*WORK INSTRUCTION:* In the MISRA help-file populator page, which tool converts the MISRA PDFs into structured JSON?

*TEXT BLOCK:*
Skip to content

Latest commit

 

History

History
348 lines (287 loc) · 16.6 KB

File metadata and controls

348 lines (287 loc) · 16.6 KB

MISRA help-file populator

A re-runnable, deterministic generator that writes per-query Markdown help files in codeql-coding-standards-help/{c,cpp}/misra/src/rules/<RULE-ID>/<Name>.md from the licensed MISRA PDFs.

About the source PDFs

The MISRA C and MISRA C++ PDFs are licensed material. You must obtain them yourself from MISRA. They are deliberately excluded from version control by the codeql-coding-standards-help/.gitignore (MISRA-*.pdf) and this populator will not run without them. Drop your locally-licensed copies into your checkout of the help repo (or pass --pdf on every invocation).

Expected local layout (the licensee suffix on each PDF filename will vary):

codeql-coding-standards-help/
├── .gitignore                       # ignores MISRA-*.pdf
├── MISRA-C-2023-<licensee>.pdf      # NOT in git; you place it here
├── MISRA-CPP-2023-<licensee>.pdf    # NOT in git; you place it here
└── {c,cpp}/misra/src/rules/...      # the .md files this tool generates

Why this exists

The standard scripts/generate_rules/generate_package_files.py writes a templated stub help file when a .ql query has none. For MISRA queries those stubs are placeholders — actual rule prose, classification, and examples must come from the published PDFs. This module automates that transcription so MISRA help files can be regenerated whenever the query set, the MISRA editions, or the parser improves.

Approach

We use docling (an open-source IBM-Research project that uses ML layout models to convert PDFs into structured JSON) to obtain a labelled stream of text items per page (section_header, text, code, list_item, page_header, page_footer). On top of that JSON we run a small deterministic Python parser that locates each MISRA rule by its Rule N.N[.N] heading anchor, harvests the following items into a Rule dataclass (Category / Analysis / Applies to / Amplification / Rationale / Exception / Example / See also), and renders the result via a Markdown template that mirrors the on-disk format used elsewhere in the help repo.

docling itself bundles ML-based layout and reading-order models, so the only AI in the pipeline lives inside docling. Everything downstream is plain deterministic Python.

What it does and does not do

Does

  • Use docling for PDF → structured JSON. No other PDF parsing libraries (pdfplumber, pymupdf, pdfminer) are used in the production pipeline.
  • Render .md files in the help repo using the same Markdown shape as the hand-written entries (# Rule X.Y: ..., ## Classification HTML table, ### Rationale, ## Example, ## Implementation notes, ## References).

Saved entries
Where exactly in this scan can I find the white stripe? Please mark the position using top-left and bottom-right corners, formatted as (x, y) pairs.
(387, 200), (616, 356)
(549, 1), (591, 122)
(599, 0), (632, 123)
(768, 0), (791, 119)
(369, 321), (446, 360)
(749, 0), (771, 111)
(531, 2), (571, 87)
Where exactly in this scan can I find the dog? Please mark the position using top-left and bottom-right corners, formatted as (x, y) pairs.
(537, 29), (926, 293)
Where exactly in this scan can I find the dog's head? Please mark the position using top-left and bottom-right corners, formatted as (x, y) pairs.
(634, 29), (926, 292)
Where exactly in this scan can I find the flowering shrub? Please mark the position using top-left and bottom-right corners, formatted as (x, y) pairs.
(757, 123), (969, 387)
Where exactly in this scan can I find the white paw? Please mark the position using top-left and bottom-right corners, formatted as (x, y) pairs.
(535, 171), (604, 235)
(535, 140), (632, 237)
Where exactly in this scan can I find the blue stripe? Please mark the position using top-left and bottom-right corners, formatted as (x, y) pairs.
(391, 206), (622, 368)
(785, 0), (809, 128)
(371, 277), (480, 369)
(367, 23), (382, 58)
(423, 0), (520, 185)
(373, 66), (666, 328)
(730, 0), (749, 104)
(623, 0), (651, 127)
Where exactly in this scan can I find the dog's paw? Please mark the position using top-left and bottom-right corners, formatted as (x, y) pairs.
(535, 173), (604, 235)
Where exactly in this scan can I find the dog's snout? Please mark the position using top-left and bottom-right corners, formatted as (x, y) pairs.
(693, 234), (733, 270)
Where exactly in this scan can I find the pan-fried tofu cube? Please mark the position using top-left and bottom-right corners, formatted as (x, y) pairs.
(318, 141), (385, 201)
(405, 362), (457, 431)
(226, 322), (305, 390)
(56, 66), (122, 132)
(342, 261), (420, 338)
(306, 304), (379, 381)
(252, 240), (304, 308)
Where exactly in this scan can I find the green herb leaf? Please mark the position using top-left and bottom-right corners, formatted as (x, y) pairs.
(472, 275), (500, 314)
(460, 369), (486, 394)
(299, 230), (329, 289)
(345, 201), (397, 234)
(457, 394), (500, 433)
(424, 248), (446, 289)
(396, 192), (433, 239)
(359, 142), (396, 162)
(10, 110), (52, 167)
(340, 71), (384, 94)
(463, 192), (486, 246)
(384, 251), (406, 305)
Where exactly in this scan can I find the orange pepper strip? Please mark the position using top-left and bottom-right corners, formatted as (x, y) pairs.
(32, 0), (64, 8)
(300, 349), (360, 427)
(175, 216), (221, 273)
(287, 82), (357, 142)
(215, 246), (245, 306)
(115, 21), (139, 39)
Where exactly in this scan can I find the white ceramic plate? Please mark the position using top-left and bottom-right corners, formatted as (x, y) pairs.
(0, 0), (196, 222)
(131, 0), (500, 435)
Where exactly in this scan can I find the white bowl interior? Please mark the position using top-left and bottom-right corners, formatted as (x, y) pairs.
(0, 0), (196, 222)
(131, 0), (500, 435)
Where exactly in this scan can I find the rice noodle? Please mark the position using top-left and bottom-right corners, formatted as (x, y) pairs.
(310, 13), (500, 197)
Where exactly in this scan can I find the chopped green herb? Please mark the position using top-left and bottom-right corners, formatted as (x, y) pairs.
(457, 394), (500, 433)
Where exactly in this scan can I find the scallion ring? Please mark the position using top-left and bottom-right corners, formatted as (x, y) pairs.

*EXERCISE RESPONSE:* docling, an open-source IBM-Research project that uses ML layout models.